(Records excerpted from a collection)
########################################

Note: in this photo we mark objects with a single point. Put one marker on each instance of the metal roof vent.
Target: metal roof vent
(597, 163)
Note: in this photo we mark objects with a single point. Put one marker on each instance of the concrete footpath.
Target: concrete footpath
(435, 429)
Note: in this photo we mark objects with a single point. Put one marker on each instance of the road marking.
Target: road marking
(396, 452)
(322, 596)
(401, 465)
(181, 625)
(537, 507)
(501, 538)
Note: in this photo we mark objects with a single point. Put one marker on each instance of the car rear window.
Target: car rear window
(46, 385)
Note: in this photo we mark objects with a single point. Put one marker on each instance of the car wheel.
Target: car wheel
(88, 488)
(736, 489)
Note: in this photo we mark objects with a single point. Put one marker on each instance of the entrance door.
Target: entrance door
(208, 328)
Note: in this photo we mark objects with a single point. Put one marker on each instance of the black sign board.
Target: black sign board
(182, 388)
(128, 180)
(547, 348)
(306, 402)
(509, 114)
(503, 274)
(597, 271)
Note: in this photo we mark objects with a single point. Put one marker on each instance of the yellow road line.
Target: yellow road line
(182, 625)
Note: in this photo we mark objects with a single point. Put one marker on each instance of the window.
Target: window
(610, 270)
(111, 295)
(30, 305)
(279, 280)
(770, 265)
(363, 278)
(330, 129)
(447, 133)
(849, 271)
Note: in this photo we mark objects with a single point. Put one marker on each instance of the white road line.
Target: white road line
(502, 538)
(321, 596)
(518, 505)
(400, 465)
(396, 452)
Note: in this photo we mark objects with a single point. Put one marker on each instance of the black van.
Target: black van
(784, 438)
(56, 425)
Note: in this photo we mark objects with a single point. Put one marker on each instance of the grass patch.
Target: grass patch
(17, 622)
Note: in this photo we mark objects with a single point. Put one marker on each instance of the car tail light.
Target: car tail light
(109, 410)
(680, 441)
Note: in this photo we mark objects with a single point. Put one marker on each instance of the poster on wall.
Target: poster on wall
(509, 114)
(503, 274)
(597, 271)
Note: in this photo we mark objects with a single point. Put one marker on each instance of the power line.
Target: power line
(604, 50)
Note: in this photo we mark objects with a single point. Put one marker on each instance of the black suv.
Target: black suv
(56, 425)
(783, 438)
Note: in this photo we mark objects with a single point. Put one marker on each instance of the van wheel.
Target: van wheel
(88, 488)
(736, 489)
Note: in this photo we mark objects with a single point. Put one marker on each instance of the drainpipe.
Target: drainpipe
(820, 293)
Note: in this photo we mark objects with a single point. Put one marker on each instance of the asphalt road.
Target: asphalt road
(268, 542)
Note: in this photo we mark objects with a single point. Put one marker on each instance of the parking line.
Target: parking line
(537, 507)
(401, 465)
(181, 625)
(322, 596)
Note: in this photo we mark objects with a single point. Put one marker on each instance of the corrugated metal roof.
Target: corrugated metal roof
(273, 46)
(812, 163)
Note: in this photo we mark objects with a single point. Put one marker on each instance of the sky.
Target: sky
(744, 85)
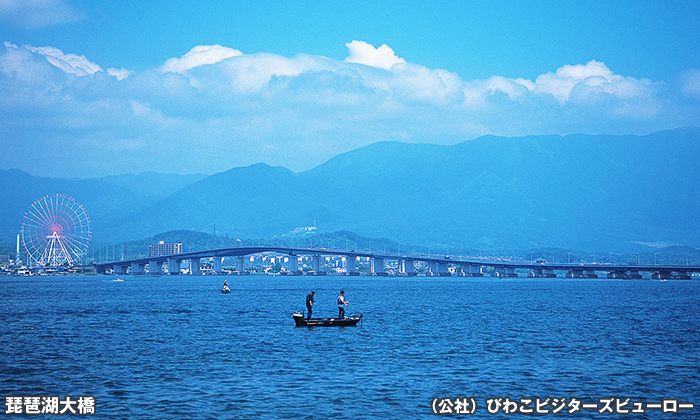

########################################

### [Set exercise]
Reproduce every line of the data above word for word, omitting the picture.

### [Task response]
Note: in this photo we mark objects with a single point. Put one marker on each instance of the metal roof vent.
Target: metal roof vent
(597, 163)
Note: in this photo we mark objects with a single point. Put one marker on each instance of the concrete footpath.
Target: concrete footpath
(435, 429)
Note: in this photo we mark objects with a single point. Put one marker on each instance of the road marking.
Target: road marking
(396, 452)
(322, 596)
(401, 465)
(181, 625)
(537, 507)
(501, 538)
Note: in this photo we mark objects with a single point. Put one marker on each instance of the car rear window.
Target: car rear window
(46, 385)
Note: in this photo we mark objects with a single point. Put one marker on each instance of the car wheel.
Target: car wheel
(88, 488)
(736, 489)
Note: in this photo we mark objects with a single point. Put one marker on each instance of the entrance door.
Target: entrance door
(208, 328)
Note: in this photo we mark objects with a single point. Put one marker on each instance of the black sign board.
Target: black sign board
(182, 388)
(128, 180)
(547, 348)
(306, 402)
(509, 114)
(503, 274)
(597, 271)
Note: in this photo we mark objects with a single point. Put one marker on each instance of the yellow road line.
Target: yellow road line
(182, 625)
Note: in this photo we mark objects with a single point. Put one marker on each instance of the window.
Target: window
(610, 270)
(111, 295)
(30, 305)
(279, 280)
(770, 265)
(363, 278)
(330, 129)
(447, 133)
(849, 271)
Note: in this photo we mark objects with a single point. Put one marker on each instance of the white road line.
Target: white road line
(502, 538)
(321, 596)
(518, 505)
(400, 465)
(396, 452)
Note: in this photo we mark objects with a single point. Put one marker on each instance of the black van.
Target: black van
(784, 438)
(56, 425)
Note: in this photo we mark objects with a single point. Put one marker on each instance of the grass patch.
Target: grass patch
(17, 622)
Note: in this photo we mark objects with a single point. Put one marker on each instance of the car tail light.
Target: car tail light
(109, 410)
(680, 441)
Note: in this photo we mark objects with a single point. Put one marker on each instance of the poster on wall.
Target: poster on wall
(509, 114)
(503, 274)
(597, 271)
Note: in this photo we mark objects with a single point. Put one marker on each instance of the power line.
Target: power line
(604, 50)
Note: in this photo we mark objects with a single point. Put one marker on each instance of the black suv.
Target: black suv
(56, 425)
(783, 438)
Note: in this photo we mark objects with a single point. Put one marker on each instance of the van wheel.
Target: van wheel
(88, 488)
(736, 489)
Note: in this photo we mark objects with a single point. Put one marker on each instance of the drainpipe.
Target: drainpipe
(820, 293)
Note: in this photo we mark objects with a single point. Put one marker on each instance of the asphalt road.
Target: asphalt road
(268, 542)
Note: in this photo we mark objects with a single point. Put one marker on each instance of the parking line.
Target: parking line
(537, 507)
(401, 465)
(181, 625)
(322, 596)
Note: in this photo we mark objects with a single point. Put one marker on each instance of the corrugated metal roof.
Target: corrugated metal roof
(273, 46)
(812, 163)
Note: in this photo we mark objects with a single point. Put one marker on each instance of the sky.
Target: sky
(744, 85)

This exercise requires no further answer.